━━━ Source data ━━━

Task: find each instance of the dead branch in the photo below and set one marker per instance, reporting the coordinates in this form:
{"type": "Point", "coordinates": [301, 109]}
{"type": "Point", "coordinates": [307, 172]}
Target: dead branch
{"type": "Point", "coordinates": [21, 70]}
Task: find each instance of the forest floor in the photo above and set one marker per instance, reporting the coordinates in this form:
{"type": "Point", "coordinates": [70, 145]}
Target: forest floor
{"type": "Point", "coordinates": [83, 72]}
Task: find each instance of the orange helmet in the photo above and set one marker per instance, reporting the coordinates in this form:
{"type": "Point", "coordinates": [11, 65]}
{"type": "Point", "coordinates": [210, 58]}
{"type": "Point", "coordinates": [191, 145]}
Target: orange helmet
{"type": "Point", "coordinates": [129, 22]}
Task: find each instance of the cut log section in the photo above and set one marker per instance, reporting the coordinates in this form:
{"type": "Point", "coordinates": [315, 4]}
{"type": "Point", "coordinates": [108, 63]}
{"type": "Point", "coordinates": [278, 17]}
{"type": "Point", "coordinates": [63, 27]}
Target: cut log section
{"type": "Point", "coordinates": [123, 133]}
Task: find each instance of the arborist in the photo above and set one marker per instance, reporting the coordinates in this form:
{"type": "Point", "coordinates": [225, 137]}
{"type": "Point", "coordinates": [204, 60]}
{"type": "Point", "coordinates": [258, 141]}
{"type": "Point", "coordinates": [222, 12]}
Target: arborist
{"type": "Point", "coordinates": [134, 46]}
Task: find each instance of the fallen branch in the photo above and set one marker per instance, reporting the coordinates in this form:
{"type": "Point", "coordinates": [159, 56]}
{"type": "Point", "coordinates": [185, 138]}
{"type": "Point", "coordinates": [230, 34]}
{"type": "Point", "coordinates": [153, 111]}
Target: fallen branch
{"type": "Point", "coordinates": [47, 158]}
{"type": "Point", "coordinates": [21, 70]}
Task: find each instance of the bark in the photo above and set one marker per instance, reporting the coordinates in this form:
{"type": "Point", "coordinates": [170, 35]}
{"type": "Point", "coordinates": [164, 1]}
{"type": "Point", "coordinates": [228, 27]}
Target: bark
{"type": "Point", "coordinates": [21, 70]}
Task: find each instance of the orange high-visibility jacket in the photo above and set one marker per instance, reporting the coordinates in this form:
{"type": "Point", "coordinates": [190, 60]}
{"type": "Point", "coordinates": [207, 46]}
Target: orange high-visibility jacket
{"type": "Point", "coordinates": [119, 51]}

━━━
━━━ Source data ━━━

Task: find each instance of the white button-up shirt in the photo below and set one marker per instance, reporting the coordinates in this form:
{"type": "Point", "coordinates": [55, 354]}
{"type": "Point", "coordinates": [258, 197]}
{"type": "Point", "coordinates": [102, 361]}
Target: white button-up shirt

━━━

**Instructions to follow**
Extract, from the listing above, every line where the string "white" occurs.

**Your response**
Task: find each instance of the white button-up shirt in the photo below and set one marker per instance, reporting the coordinates in this form:
Target: white button-up shirt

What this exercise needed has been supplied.